## 요구 사항:
아래 diffusion 기반 계획 궤적 정제 설명에서 명령(cmd)을 선택할 때 쓰는 메타 정보는 무엇인가요?

## 텍스트 구간:

━━━━━━━━━━━━━━━━━━━━

6.1. Diffusion 설정 및 Plan Query 재구성

목적:
- 기존 refine 단계에서 얻은 plan 쿼리(예: plan_mode_query에서 파생된 plan_query)를 기반으로, diffusion scheduler를 사용하여 계획 궤적을 추가 정제
과정:
- plan_query (shape: [B, 1, 18, 256])를 squeeze하여 [B, 18, 256]로 만든 후, 재구성하여 [B, 3, ego_fut_mode, 256] (예: [1, 3, 6, 256])로 변환합니다.
- 메타 정보(metas['gt_ego_fut_cmd'])를 통해 명령(cmd)을 선택하여, 선택된 plan query인 cmd_plan_nav_query의 shape는 [B, ego_fut_mode, 256] (예: [1,6,256]).

6.2. Plan Anchor Processing

목적:
- plan_anchor에서 명령에 해당하는 부분을 선택하고, 연속된 앵커들 간의 차이를 계산하여 목표(ground truth) 계획 궤적의 변화량(tgt_cmd_plan_anchor)을 구합니다.
입출력 스펙:
- plan_anchor → 원래 shape [B, cmd_mode, modal_mode, ego_fut_ts, 2]
- 선택 후 → cmd_plan_anchor: [B, ego_fut_mode, 6, 2]
- 차분 연산 후 → tgt_cmd_plan_anchor: [B, ego_fut_mode, 6-1, 2] (예: [1,6,5,2])

6.3. Normalization 및 Diffusion Noise 추가

과정:
- tgt_cmd_plan_anchor를 normalize_ego_fut_trajs를 통해 정규화하고, reshape하여 [B * ego_fut_mode, ego_fut_ts, 2] (예: [6,6,2])로 만듭니다.
- 임의의 노이즈와 timesteps를 diffusion scheduler를 사용해 추가하여 noisy traj points를 생성합니다.
입출력 스펙:
- 입력: [6,6,2] → 노이즈 추가 후에도 동일한 shape.

6.4. Trajectory Feature Embedding

과정:
- 노이즈가 추가된 궤적(노이즈 제거 전후)을 sine positional embedding (gen_sineembed_for_position)을 통해 임베딩한 후, plan_pos_encoder를 적용하여 최종 traj_feature를 생성합니다.
입출력 스펙:
- 입력 noisy_traj_points: [B*ego_fut_mode, ego_fut_ts, 2] (예: [6,6,2])

━━━━━━━━━━━━━━━━━━━━

(객체가 나타나는 위치에 관한 데이터셋 행)

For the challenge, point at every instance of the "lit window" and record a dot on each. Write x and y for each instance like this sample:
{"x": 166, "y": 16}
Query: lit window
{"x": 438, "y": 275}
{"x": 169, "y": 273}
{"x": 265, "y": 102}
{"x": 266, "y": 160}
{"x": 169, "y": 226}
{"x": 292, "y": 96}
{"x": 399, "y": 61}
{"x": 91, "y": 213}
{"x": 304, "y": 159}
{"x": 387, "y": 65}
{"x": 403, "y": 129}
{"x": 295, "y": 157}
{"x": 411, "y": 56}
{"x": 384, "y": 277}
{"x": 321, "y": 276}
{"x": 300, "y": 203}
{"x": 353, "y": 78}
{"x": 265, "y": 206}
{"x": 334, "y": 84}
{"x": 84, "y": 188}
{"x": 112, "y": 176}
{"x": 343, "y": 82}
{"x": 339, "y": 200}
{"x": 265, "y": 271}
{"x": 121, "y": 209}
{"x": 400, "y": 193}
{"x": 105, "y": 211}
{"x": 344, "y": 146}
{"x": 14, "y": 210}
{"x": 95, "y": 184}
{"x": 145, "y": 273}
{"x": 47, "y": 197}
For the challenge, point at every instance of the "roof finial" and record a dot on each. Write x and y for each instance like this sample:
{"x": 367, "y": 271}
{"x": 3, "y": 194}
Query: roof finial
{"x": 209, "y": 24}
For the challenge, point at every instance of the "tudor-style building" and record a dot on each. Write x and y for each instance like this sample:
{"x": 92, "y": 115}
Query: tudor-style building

━━━━━━━━━━━━━━━━━━━━

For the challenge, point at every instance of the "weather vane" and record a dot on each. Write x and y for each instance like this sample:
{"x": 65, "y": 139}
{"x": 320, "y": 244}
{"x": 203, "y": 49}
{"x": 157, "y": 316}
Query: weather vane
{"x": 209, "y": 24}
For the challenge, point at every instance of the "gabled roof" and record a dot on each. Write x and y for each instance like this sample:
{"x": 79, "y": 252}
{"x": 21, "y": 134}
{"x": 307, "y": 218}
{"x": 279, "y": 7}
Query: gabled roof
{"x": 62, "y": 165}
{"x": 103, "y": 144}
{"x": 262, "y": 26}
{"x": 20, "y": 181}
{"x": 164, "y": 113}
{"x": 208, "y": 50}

━━━━━━━━━━━━━━━━━━━━

## 완료된 과제:
metas['gt_ego_fut_cmd']입니다.